--- Provided information ---

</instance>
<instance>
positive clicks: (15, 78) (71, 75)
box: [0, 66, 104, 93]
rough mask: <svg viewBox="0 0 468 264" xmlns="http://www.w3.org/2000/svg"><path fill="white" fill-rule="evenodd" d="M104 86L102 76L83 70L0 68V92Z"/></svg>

---

Reproduce all of the rows above verbatim, changing no character.

</instance>
<instance>
positive clicks: (15, 78) (71, 75)
box: [0, 66, 104, 93]
rough mask: <svg viewBox="0 0 468 264" xmlns="http://www.w3.org/2000/svg"><path fill="white" fill-rule="evenodd" d="M104 86L102 76L83 70L0 68V92Z"/></svg>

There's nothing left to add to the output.